Begin

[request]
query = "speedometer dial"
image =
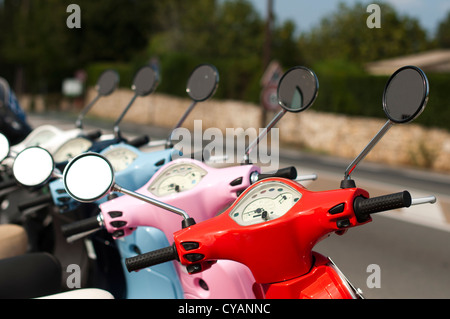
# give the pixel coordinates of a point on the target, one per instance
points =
(265, 202)
(120, 158)
(72, 148)
(177, 178)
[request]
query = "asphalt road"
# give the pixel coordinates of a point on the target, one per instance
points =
(410, 248)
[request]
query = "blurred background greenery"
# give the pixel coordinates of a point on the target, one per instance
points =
(38, 50)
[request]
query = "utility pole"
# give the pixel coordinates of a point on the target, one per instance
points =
(267, 54)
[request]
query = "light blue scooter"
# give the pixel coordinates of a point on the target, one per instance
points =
(133, 168)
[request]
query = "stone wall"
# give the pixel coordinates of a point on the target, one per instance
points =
(337, 135)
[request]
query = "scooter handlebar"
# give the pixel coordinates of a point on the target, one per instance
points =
(287, 172)
(93, 135)
(151, 258)
(363, 207)
(81, 226)
(139, 141)
(44, 199)
(8, 184)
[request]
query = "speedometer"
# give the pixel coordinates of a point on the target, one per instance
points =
(177, 178)
(265, 202)
(120, 158)
(71, 148)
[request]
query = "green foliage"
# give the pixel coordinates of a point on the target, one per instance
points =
(344, 35)
(36, 45)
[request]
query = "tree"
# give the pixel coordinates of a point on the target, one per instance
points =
(344, 36)
(443, 33)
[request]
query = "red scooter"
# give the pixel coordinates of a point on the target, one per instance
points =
(274, 225)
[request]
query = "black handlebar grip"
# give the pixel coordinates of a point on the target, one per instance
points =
(7, 184)
(363, 207)
(288, 172)
(80, 226)
(35, 202)
(139, 141)
(151, 258)
(93, 135)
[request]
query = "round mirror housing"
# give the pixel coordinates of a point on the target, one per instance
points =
(107, 82)
(4, 147)
(202, 82)
(88, 177)
(33, 166)
(298, 88)
(406, 94)
(145, 81)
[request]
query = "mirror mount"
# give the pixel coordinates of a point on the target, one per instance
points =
(347, 182)
(201, 85)
(169, 143)
(144, 83)
(263, 134)
(79, 121)
(106, 84)
(116, 129)
(404, 99)
(297, 91)
(187, 221)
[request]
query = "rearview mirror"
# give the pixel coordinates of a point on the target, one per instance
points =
(33, 166)
(404, 99)
(107, 82)
(88, 178)
(145, 81)
(405, 95)
(202, 82)
(4, 147)
(297, 89)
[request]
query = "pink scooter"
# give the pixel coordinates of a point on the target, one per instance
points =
(185, 186)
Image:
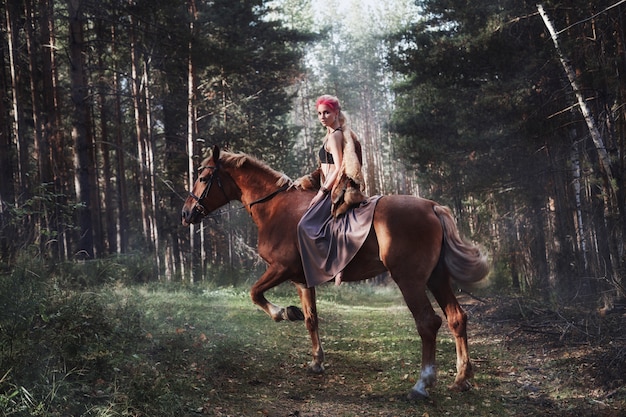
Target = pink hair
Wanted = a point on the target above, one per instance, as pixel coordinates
(330, 101)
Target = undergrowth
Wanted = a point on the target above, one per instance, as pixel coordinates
(92, 339)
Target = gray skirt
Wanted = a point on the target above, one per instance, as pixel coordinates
(328, 244)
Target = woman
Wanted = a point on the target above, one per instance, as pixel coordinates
(339, 216)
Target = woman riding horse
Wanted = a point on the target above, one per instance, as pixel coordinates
(415, 239)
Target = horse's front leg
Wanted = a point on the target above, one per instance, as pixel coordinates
(272, 277)
(309, 306)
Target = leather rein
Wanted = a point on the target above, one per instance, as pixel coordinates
(208, 180)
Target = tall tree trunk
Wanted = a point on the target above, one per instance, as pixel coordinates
(140, 129)
(19, 125)
(82, 151)
(151, 171)
(54, 170)
(7, 155)
(105, 145)
(121, 189)
(191, 124)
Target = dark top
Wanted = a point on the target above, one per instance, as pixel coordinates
(325, 156)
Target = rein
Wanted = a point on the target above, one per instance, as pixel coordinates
(215, 175)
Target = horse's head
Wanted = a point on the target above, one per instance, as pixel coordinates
(208, 193)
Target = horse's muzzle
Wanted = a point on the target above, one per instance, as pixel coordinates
(191, 216)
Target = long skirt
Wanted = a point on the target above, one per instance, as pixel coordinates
(327, 244)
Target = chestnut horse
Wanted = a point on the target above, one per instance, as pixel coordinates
(415, 239)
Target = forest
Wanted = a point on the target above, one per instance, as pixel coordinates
(108, 106)
(512, 113)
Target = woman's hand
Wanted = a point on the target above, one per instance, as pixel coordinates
(320, 194)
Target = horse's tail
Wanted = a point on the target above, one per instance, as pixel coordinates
(464, 261)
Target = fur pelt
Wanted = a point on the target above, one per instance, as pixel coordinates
(348, 188)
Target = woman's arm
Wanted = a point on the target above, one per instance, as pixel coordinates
(335, 147)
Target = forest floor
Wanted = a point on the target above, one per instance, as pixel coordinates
(529, 360)
(163, 351)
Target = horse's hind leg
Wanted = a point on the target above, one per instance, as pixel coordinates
(428, 324)
(309, 307)
(439, 285)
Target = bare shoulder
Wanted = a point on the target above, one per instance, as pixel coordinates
(335, 140)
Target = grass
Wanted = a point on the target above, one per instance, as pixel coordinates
(175, 350)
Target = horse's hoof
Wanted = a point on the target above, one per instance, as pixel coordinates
(294, 314)
(460, 386)
(415, 395)
(316, 368)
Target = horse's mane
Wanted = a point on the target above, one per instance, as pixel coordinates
(238, 160)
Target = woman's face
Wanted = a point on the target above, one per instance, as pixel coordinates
(326, 115)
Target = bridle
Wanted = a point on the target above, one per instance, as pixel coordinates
(208, 180)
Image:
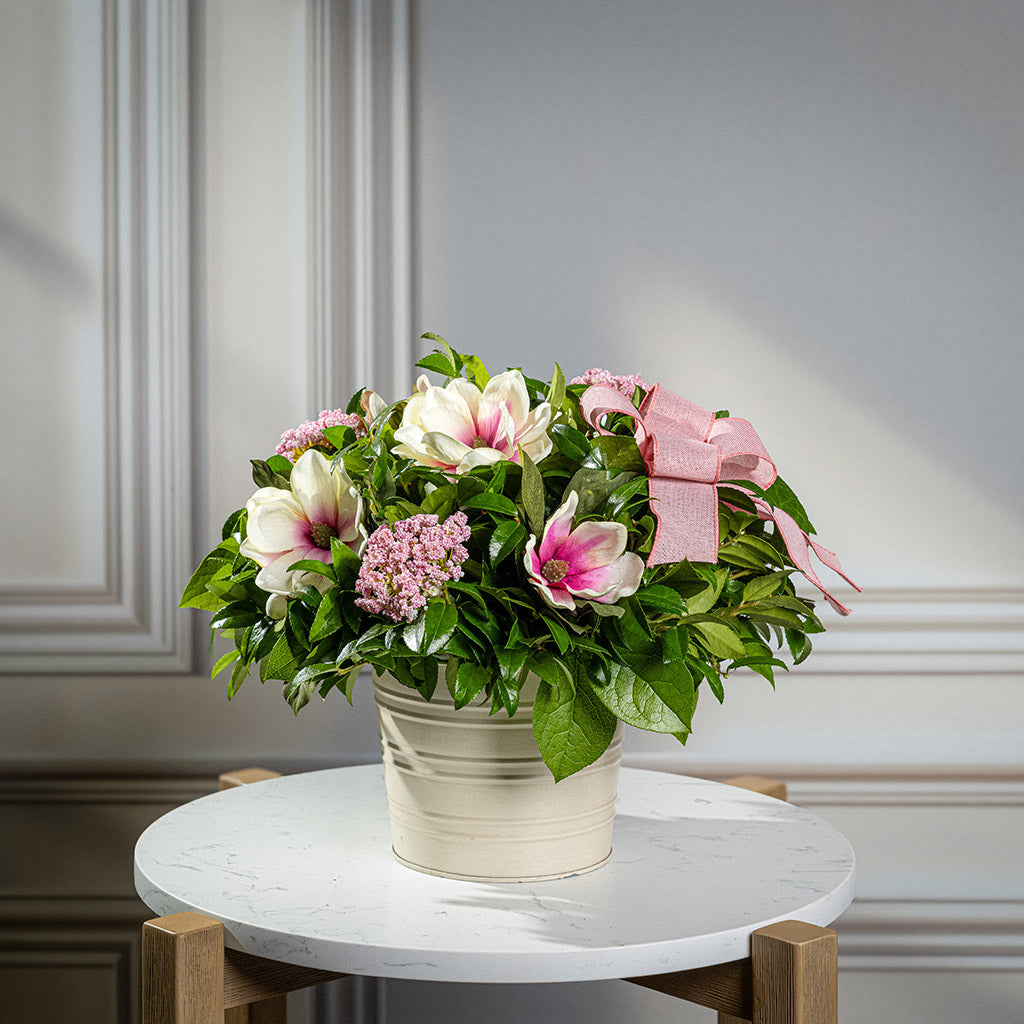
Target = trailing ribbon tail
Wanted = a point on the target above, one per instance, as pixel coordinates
(799, 546)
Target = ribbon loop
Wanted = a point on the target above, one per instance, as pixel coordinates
(687, 453)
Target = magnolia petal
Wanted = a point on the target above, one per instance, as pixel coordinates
(592, 545)
(411, 446)
(276, 606)
(448, 413)
(275, 577)
(509, 388)
(444, 448)
(554, 595)
(558, 527)
(317, 487)
(530, 558)
(557, 597)
(608, 583)
(274, 526)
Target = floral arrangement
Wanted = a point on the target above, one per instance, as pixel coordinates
(622, 544)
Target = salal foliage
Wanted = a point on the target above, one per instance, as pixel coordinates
(643, 659)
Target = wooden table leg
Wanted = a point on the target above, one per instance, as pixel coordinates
(795, 974)
(182, 970)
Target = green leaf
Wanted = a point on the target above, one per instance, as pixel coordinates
(780, 496)
(432, 629)
(532, 494)
(214, 566)
(505, 694)
(660, 598)
(264, 476)
(720, 639)
(571, 727)
(558, 633)
(452, 674)
(800, 645)
(314, 565)
(329, 619)
(438, 364)
(457, 360)
(593, 486)
(470, 682)
(761, 587)
(735, 554)
(634, 700)
(571, 442)
(620, 453)
(705, 601)
(507, 537)
(284, 659)
(340, 436)
(224, 662)
(345, 561)
(476, 371)
(487, 502)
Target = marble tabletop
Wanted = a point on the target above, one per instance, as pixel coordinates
(299, 869)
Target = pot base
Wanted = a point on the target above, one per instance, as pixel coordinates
(471, 798)
(497, 878)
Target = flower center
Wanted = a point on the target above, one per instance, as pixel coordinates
(554, 569)
(321, 534)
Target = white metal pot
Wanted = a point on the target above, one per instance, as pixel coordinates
(471, 798)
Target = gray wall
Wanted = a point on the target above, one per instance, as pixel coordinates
(809, 213)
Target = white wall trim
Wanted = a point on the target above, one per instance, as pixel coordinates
(360, 221)
(130, 624)
(932, 935)
(938, 631)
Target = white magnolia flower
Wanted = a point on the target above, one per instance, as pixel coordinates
(284, 526)
(590, 562)
(458, 427)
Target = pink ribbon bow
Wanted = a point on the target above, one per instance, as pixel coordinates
(687, 452)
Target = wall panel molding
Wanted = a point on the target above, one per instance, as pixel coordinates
(938, 631)
(128, 625)
(360, 199)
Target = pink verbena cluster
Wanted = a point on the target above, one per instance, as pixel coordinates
(626, 385)
(406, 564)
(297, 440)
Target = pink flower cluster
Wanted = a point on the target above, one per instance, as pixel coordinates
(297, 440)
(626, 385)
(406, 564)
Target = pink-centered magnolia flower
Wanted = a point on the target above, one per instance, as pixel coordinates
(285, 526)
(458, 427)
(590, 562)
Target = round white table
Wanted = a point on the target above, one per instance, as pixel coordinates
(299, 868)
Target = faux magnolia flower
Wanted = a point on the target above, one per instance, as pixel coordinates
(284, 526)
(408, 563)
(297, 440)
(590, 562)
(458, 427)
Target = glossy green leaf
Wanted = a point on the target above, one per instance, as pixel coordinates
(571, 727)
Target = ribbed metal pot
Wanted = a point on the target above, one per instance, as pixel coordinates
(471, 798)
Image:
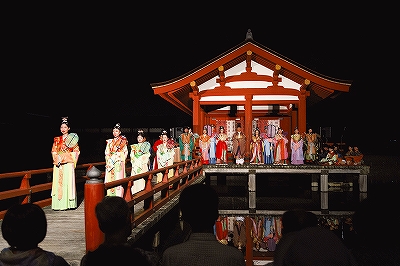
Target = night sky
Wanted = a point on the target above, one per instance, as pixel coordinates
(95, 63)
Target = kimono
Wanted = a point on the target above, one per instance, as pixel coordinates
(280, 149)
(204, 144)
(222, 148)
(165, 157)
(155, 145)
(239, 147)
(63, 190)
(213, 148)
(268, 152)
(140, 160)
(256, 148)
(186, 144)
(311, 143)
(296, 145)
(116, 153)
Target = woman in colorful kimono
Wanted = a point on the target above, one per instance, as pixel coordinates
(140, 160)
(222, 146)
(116, 153)
(280, 147)
(165, 154)
(186, 144)
(256, 147)
(204, 144)
(268, 142)
(311, 141)
(296, 145)
(239, 145)
(65, 152)
(213, 145)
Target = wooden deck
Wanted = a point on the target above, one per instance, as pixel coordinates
(66, 229)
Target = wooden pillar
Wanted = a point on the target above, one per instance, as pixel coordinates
(324, 191)
(248, 118)
(94, 192)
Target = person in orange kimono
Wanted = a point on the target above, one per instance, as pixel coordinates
(65, 152)
(280, 148)
(222, 146)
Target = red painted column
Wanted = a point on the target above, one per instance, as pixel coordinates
(94, 193)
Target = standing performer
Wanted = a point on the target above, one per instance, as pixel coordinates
(116, 153)
(213, 145)
(222, 146)
(239, 145)
(312, 147)
(186, 144)
(280, 152)
(155, 145)
(140, 160)
(256, 147)
(204, 144)
(296, 145)
(65, 152)
(268, 141)
(165, 155)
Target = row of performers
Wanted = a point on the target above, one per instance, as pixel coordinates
(264, 148)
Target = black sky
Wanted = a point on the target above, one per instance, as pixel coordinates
(95, 63)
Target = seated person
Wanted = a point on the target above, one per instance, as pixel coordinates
(331, 158)
(24, 227)
(350, 151)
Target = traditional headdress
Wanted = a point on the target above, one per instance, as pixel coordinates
(117, 126)
(164, 132)
(64, 120)
(140, 132)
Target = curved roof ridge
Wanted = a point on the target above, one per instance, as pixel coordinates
(244, 42)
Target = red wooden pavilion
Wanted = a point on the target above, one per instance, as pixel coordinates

End

- [AIM]:
Repeat only the stretch of lines that begins at the line containing "Target = row of performers" and ends at the last line above, both included.

- [RESPONSE]:
Target = row of performers
Wanted = a point on the target above, one per instance, as pixel coordinates
(264, 148)
Target = black sky
Wanted = a point on the target above, one per instance, as pixel coordinates
(95, 63)
Target = seated person
Wanted = a point on the target above, one per instance, as pixel coordinates
(331, 158)
(24, 227)
(350, 151)
Target = traditional headdress
Wanted = a point on the target above, one per instance, as pixel coordinates
(117, 126)
(164, 132)
(64, 120)
(140, 132)
Target = curved roof ridge
Wanted = a point on the target above, one per instance, as pixel coordinates
(244, 42)
Target = red wooden pavilion
Wanted = a point on the target above, one per instance, as pixel coordinates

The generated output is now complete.